• **PROBLEM STATEMENT**
In the data below, find each line carrying the string "brick" and copy it out.

• **MATERIAL SUPPLIED**
*** Begin section ***

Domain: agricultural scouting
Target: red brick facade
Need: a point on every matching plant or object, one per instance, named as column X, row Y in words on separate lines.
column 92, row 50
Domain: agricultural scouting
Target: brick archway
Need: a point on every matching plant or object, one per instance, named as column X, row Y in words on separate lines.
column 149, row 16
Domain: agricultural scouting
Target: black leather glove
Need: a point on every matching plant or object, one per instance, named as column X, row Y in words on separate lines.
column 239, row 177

*** End section ***
*** Begin section ***

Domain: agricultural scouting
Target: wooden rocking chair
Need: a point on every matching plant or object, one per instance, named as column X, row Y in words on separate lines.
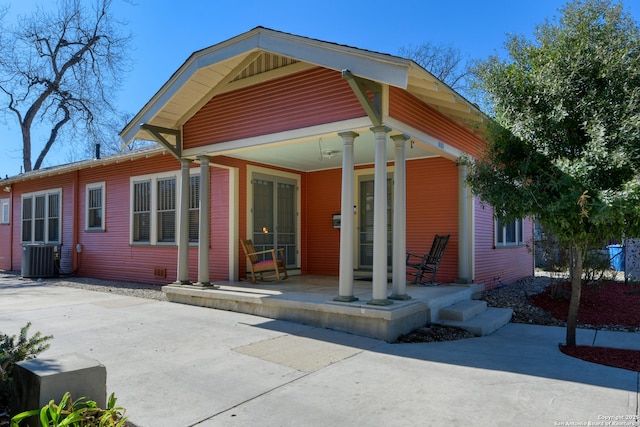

*** End section ***

• **WRITTEN SOLUTION**
Target: red brick facade
Target: brick archway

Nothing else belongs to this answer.